Exercise → Extract, word for word, the lines of the data from the line containing "phrase -- black wire lantern" through the final line of the data, including both of those lines.

Records for this exercise →

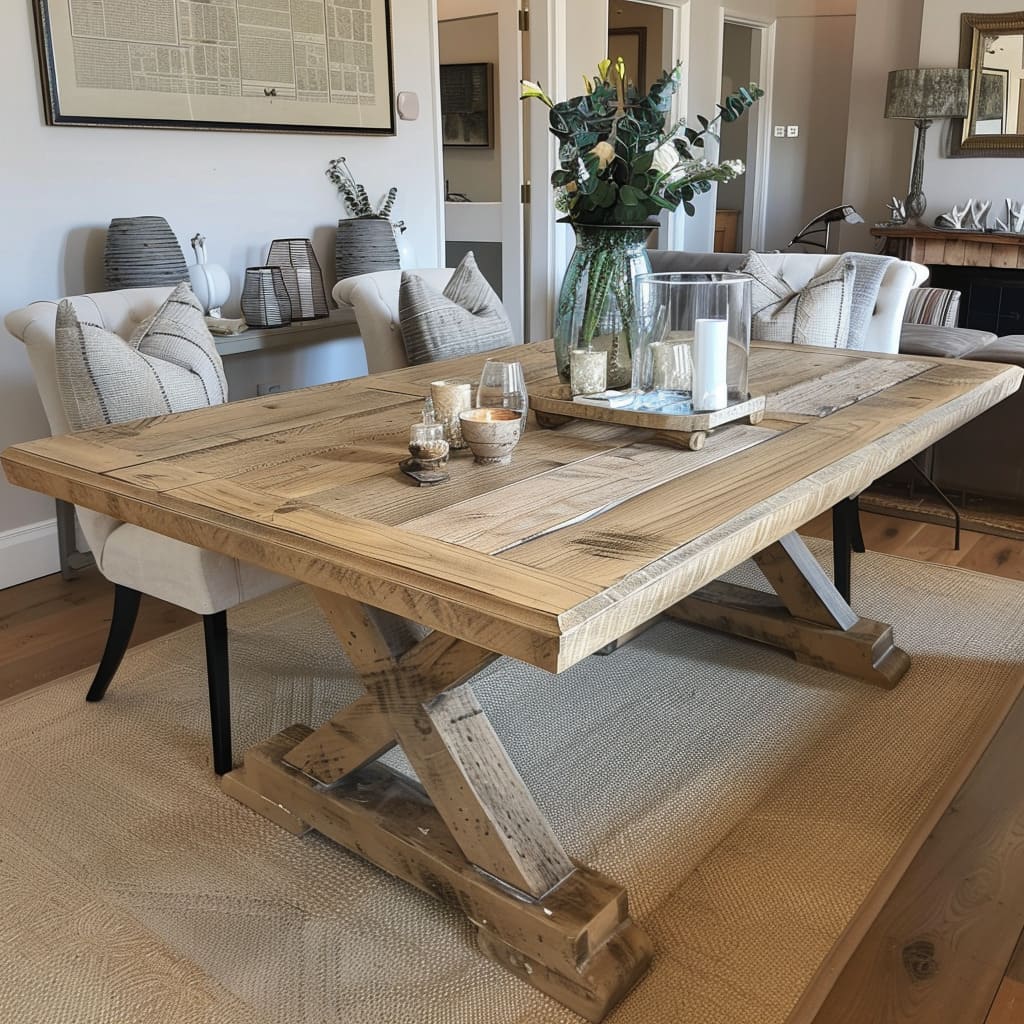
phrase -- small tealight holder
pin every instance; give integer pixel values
(451, 398)
(428, 449)
(588, 371)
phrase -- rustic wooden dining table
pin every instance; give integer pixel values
(593, 530)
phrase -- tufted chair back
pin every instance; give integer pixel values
(374, 299)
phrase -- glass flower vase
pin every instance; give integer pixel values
(596, 306)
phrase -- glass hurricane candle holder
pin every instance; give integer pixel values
(451, 398)
(503, 385)
(694, 340)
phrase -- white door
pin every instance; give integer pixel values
(483, 155)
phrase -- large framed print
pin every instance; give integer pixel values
(306, 66)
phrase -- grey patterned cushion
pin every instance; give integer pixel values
(466, 317)
(817, 314)
(169, 366)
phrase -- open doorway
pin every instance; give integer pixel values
(642, 35)
(479, 53)
(738, 221)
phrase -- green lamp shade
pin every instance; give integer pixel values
(928, 92)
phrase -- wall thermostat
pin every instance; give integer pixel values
(409, 105)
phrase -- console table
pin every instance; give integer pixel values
(937, 248)
(296, 333)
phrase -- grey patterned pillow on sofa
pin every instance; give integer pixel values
(817, 314)
(466, 317)
(169, 366)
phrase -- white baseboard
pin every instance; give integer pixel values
(29, 552)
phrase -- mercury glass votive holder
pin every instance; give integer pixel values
(588, 371)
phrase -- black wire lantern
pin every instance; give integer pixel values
(265, 301)
(302, 275)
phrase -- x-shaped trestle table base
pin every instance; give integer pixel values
(470, 833)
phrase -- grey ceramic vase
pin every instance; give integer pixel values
(365, 245)
(142, 252)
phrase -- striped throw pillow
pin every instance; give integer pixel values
(817, 314)
(937, 306)
(466, 317)
(170, 365)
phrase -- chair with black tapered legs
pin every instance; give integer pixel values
(138, 561)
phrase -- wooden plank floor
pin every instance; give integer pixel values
(49, 627)
(948, 945)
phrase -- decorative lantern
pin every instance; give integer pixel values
(264, 298)
(302, 276)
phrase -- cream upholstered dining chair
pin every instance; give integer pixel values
(139, 561)
(374, 299)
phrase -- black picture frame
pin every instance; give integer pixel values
(68, 101)
(468, 105)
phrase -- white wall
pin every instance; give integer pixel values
(61, 185)
(952, 179)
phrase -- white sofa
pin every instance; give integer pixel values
(798, 268)
(374, 297)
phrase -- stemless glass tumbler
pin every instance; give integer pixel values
(503, 386)
(693, 339)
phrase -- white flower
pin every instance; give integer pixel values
(687, 169)
(605, 153)
(666, 158)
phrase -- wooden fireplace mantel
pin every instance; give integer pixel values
(938, 248)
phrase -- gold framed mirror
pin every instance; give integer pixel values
(992, 47)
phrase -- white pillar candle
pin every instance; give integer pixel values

Result of the task →
phrase -- black wire lantern
pin every instance; give integer pixel values
(265, 301)
(302, 275)
phrase -- x-shaped trestle table base
pin every instance; give integer pixel values
(470, 833)
phrase -- grey ceramic vase
pin every instance; give integer pixel values
(365, 245)
(142, 252)
phrase -- striped throw pillow
pin every instance; give integer pixel values
(817, 314)
(937, 306)
(466, 317)
(170, 365)
phrase -- chair with black tapered legs
pin every instance; give integer pixel values
(138, 561)
phrase -- wooden plank floor
pin every instance; give integer pixel values
(49, 627)
(948, 945)
phrase -- decorative lantern
pin every instance; give integer pixel values
(264, 298)
(302, 276)
phrase -- cream upholstered dining chair
pin every instance; give integer pixel values
(139, 561)
(374, 299)
phrase -- black picture frame
pin every instance; give integer pixel values
(68, 101)
(468, 105)
phrase -- white wall
pin every instance; give integer pixel values
(61, 185)
(952, 179)
phrase -- white sofa
pin every instance; give integer pixel values
(798, 268)
(374, 297)
phrase -- stemless glass tumbler
pin every instance; give integer pixel values
(503, 386)
(693, 339)
phrase -- white flower
pin every instance; give integer pixel values
(687, 169)
(605, 153)
(666, 158)
phrase -- wooden fireplace mantel
pin every instance; give integer pixel values
(938, 248)
phrase -- gold framed mirror
pin every instance; give integer pixel values
(992, 47)
phrase -- white pillar candle
pin every instance; give integer pixel values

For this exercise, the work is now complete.